▸ Exercise
Copy the rows from the first line through the line that contains "[(221, 58)]", swapping "catcher's ear" for "catcher's glove" and changing nothing else. Leave the pictures out of your answer.

□ □ □ □ □

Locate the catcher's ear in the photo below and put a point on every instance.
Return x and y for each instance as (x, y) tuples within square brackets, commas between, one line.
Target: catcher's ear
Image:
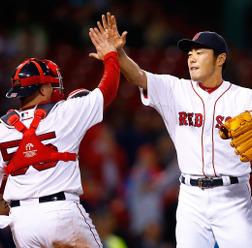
[(221, 58)]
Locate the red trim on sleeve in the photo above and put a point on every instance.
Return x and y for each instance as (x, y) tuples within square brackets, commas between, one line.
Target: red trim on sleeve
[(110, 80)]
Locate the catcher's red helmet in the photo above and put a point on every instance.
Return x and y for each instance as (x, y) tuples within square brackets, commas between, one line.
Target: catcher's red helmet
[(31, 74)]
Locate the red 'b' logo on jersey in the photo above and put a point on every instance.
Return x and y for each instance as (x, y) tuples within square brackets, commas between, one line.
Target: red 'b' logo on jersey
[(196, 36)]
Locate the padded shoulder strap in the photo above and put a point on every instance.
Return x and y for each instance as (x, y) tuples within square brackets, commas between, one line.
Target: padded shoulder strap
[(47, 106), (4, 119)]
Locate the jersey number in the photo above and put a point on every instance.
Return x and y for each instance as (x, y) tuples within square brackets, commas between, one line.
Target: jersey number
[(12, 144)]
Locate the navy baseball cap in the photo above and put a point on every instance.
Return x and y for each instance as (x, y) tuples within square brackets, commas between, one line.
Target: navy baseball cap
[(207, 39)]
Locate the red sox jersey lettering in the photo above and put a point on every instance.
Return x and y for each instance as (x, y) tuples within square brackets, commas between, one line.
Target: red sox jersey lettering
[(192, 117), (196, 119)]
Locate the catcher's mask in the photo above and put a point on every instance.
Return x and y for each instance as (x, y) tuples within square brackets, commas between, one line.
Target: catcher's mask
[(31, 74)]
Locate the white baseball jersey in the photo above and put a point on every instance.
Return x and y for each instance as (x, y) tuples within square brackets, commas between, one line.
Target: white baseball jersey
[(192, 117), (64, 128)]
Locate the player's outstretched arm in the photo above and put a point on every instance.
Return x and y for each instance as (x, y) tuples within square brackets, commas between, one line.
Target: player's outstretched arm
[(106, 51), (129, 68)]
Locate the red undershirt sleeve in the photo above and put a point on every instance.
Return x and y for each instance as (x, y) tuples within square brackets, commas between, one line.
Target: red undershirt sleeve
[(110, 80)]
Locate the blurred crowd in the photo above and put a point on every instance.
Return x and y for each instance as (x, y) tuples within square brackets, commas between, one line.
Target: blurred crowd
[(128, 162)]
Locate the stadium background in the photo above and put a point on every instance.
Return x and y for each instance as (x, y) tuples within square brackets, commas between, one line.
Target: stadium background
[(128, 162)]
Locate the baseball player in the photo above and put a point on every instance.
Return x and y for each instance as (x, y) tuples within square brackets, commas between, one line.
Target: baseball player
[(39, 145), (214, 201)]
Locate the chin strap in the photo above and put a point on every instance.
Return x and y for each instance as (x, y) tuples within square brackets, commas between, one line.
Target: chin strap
[(57, 96)]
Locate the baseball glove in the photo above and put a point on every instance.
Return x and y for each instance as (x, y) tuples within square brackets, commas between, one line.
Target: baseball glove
[(239, 130)]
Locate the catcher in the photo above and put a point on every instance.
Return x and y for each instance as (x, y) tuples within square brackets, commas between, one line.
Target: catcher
[(39, 144)]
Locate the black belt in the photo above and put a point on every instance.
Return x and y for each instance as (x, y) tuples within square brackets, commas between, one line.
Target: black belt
[(55, 197), (205, 183)]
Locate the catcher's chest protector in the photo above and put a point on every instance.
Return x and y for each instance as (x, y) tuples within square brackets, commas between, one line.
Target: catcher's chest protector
[(31, 150)]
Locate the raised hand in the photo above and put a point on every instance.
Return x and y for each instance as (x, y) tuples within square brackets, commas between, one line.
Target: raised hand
[(102, 43), (109, 24)]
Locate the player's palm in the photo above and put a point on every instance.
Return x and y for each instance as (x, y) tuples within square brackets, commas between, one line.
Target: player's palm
[(111, 26)]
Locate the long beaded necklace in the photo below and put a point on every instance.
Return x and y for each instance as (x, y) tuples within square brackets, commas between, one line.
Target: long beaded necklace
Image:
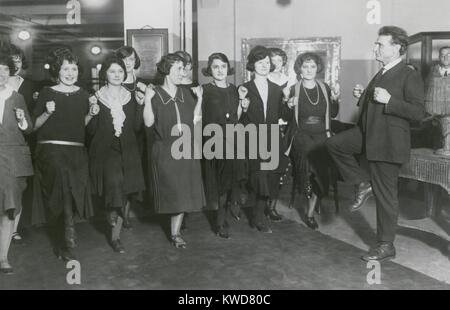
[(134, 85), (307, 96)]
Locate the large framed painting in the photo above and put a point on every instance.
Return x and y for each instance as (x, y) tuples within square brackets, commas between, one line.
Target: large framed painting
[(151, 45), (328, 48)]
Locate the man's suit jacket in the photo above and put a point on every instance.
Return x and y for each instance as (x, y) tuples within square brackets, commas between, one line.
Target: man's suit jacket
[(387, 133), (13, 147)]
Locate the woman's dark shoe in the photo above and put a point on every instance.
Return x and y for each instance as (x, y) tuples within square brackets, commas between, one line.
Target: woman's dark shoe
[(111, 218), (318, 206), (178, 242), (222, 232), (311, 223), (65, 254), (263, 227), (117, 246), (127, 223), (16, 238), (235, 210), (308, 191), (6, 268)]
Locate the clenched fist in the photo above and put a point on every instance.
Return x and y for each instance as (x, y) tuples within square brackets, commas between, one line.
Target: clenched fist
[(286, 93), (94, 109), (93, 100), (50, 107), (245, 103), (335, 91), (358, 90), (243, 91), (20, 115), (198, 91), (381, 95)]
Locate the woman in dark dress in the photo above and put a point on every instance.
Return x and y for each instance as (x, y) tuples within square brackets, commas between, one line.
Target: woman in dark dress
[(15, 158), (61, 182), (137, 88), (223, 178), (115, 163), (27, 89), (266, 108), (315, 104), (176, 180)]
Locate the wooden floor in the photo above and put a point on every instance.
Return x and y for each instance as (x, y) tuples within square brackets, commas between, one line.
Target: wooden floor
[(292, 257)]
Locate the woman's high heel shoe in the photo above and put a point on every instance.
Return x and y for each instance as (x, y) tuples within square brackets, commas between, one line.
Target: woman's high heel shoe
[(6, 268), (318, 207), (178, 242), (311, 223)]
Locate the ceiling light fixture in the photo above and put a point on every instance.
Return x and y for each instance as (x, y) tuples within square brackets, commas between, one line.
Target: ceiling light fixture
[(95, 50), (24, 35)]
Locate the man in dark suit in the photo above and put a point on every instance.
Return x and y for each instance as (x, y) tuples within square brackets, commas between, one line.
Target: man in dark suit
[(393, 98)]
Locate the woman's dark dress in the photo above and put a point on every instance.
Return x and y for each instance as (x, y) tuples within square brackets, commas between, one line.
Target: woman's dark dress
[(61, 169), (176, 184), (220, 176), (115, 163), (15, 158), (309, 155), (265, 183)]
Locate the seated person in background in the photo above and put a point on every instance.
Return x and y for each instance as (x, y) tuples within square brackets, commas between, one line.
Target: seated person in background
[(279, 60), (443, 67)]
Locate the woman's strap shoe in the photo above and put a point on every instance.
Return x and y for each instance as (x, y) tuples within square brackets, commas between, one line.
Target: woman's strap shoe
[(6, 268), (117, 246), (178, 242), (311, 223)]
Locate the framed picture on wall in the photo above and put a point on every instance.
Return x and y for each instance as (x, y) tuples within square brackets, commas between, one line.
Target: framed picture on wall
[(423, 50), (328, 48), (150, 45)]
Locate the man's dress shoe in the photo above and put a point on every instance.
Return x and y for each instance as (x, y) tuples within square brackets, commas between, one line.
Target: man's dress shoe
[(363, 193), (383, 252)]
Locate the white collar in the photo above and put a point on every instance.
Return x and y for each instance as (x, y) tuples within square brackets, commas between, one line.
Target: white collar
[(391, 65), (6, 93), (442, 70)]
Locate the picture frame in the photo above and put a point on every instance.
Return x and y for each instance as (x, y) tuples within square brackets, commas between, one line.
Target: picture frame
[(150, 45), (328, 48)]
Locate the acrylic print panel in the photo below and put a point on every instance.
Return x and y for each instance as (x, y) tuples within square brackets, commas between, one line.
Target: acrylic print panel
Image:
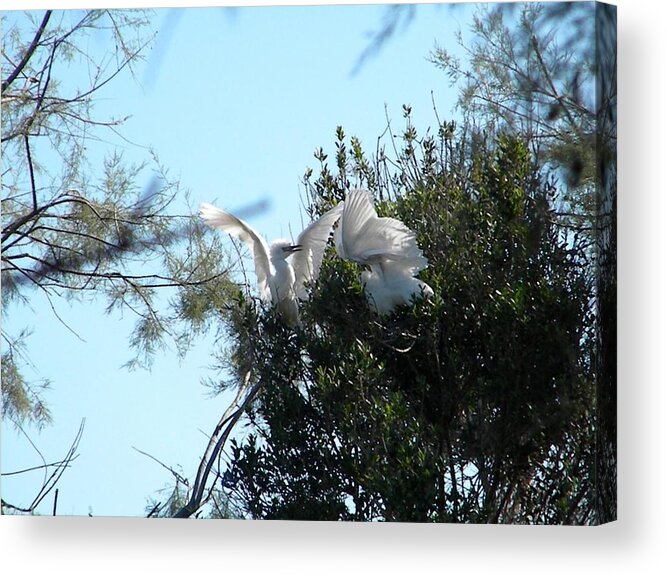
[(437, 345)]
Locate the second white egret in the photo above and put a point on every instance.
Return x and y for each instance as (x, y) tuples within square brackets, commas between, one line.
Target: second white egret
[(387, 246)]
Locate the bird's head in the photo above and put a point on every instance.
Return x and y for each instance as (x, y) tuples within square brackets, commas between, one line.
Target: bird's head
[(282, 249)]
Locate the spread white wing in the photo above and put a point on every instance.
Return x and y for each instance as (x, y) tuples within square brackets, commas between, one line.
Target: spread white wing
[(365, 238), (313, 239), (221, 220)]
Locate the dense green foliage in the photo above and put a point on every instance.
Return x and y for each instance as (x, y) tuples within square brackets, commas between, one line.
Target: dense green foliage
[(470, 407)]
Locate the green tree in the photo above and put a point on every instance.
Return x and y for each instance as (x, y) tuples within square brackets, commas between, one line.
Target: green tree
[(475, 406)]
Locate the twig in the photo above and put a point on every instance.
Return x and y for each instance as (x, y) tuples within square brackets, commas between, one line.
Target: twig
[(29, 52)]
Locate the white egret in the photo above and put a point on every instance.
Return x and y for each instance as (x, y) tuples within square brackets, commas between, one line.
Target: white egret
[(387, 246), (280, 282)]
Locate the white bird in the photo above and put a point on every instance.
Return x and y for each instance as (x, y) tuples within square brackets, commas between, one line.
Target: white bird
[(280, 282), (387, 246)]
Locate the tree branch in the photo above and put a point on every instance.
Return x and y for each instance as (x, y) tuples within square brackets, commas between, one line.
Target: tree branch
[(29, 52)]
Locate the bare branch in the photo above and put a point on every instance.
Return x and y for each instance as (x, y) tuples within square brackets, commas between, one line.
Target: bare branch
[(28, 53)]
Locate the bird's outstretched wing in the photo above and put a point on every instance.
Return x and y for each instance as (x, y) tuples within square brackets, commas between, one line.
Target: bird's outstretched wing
[(365, 238), (221, 220), (313, 239)]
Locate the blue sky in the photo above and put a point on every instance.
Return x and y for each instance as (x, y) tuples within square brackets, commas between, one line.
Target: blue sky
[(234, 102)]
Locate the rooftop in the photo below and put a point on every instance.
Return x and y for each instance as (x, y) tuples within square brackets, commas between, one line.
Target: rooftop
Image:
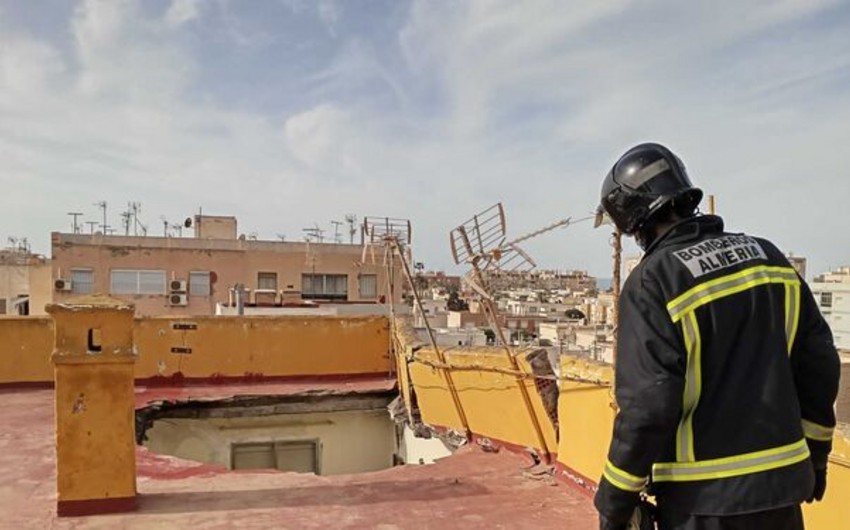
[(471, 489)]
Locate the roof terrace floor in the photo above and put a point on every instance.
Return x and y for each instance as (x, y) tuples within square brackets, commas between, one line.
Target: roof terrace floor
[(471, 489)]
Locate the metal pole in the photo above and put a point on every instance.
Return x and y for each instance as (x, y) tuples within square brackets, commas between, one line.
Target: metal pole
[(491, 313), (617, 243), (442, 358)]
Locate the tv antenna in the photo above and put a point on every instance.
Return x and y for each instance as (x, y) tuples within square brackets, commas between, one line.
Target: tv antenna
[(19, 244), (314, 234), (337, 236), (351, 219), (394, 236), (481, 243), (75, 224), (125, 221), (133, 209), (103, 226)]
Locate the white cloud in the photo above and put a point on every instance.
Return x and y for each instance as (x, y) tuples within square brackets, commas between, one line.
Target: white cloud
[(521, 102), (181, 11)]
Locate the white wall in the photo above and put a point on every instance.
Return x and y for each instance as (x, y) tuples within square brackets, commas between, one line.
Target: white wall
[(838, 314), (350, 442)]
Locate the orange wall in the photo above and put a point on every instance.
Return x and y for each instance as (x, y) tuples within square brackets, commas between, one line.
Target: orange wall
[(25, 347), (492, 401), (221, 346)]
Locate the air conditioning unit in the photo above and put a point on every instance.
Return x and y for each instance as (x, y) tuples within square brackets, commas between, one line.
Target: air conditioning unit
[(178, 299)]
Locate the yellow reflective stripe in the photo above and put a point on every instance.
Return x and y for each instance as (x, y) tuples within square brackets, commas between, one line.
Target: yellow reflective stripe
[(623, 479), (731, 466), (728, 285), (692, 391), (815, 431), (792, 313)]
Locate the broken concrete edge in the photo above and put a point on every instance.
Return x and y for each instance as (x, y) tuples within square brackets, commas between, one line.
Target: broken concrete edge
[(79, 508), (95, 302), (308, 401)]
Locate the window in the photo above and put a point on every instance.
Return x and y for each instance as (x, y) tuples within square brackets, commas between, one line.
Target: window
[(301, 456), (324, 286), (137, 282), (82, 281), (267, 280), (199, 283), (368, 286)]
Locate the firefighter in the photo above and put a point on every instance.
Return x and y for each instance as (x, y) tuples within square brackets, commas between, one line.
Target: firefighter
[(726, 371)]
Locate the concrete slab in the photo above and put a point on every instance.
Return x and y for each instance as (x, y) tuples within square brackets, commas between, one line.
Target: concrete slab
[(471, 489)]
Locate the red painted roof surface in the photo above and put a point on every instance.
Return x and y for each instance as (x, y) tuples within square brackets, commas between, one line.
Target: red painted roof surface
[(471, 489)]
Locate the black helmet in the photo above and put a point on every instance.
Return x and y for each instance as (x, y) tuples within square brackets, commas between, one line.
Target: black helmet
[(642, 181)]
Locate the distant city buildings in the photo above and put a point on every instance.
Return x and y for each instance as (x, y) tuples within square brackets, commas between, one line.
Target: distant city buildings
[(832, 294), (215, 268)]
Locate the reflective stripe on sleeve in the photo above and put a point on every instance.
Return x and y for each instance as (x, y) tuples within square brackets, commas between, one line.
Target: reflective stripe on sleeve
[(792, 312), (731, 466), (817, 432), (728, 285), (622, 479), (693, 389)]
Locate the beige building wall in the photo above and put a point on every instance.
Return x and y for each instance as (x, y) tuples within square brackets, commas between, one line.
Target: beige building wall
[(349, 442), (229, 261), (215, 227), (40, 287), (20, 277)]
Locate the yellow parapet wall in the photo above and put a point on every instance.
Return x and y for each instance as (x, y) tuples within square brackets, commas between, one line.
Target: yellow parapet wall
[(218, 347), (494, 408), (586, 417), (489, 394)]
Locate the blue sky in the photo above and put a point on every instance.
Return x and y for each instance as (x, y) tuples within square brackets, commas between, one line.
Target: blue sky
[(288, 113)]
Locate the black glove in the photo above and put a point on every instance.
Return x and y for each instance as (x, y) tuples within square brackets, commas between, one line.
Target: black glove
[(820, 486), (607, 524)]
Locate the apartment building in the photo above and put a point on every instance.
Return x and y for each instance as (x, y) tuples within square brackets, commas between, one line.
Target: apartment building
[(191, 275)]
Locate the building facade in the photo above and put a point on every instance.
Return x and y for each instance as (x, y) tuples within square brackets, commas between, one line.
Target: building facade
[(191, 275), (23, 287), (832, 294)]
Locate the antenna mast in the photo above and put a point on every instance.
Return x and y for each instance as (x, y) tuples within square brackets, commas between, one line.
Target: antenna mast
[(75, 225), (103, 226)]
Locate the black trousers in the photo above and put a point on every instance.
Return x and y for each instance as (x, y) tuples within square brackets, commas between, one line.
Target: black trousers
[(788, 518)]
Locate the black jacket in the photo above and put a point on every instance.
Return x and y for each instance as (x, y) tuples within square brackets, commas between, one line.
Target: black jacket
[(725, 379)]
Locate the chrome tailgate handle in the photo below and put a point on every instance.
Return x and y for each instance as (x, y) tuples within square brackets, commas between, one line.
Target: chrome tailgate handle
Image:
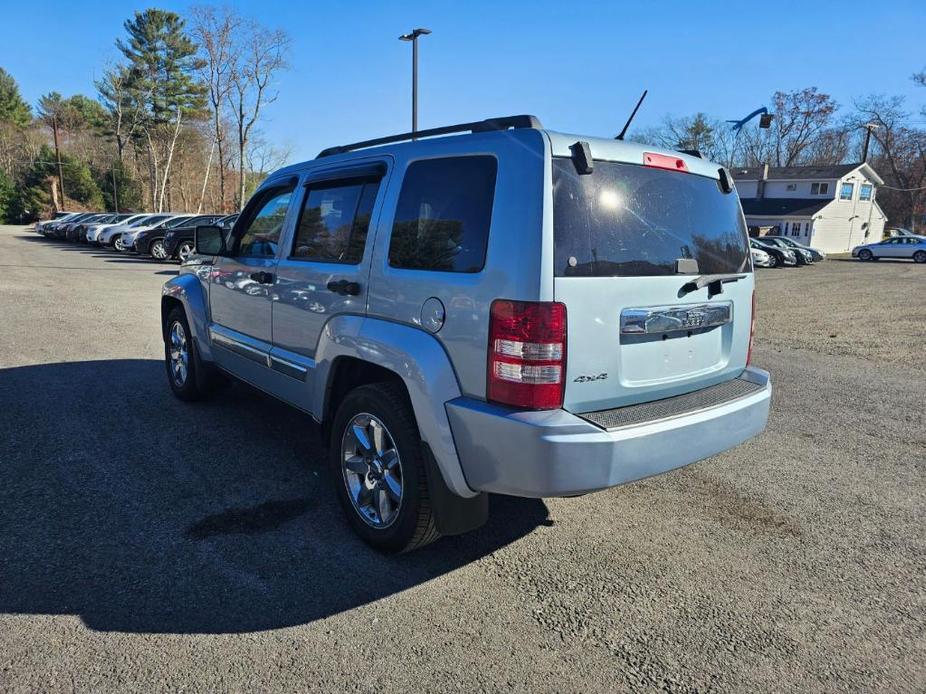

□ □ □ □ □

▸ Reply
Locate the catcher's glove in the photo below and put a point on every instance.
Return x and y for each instance as (x, y) tuples within square brackets, commas between, one line.
Target: catcher's glove
Image:
[(221, 58)]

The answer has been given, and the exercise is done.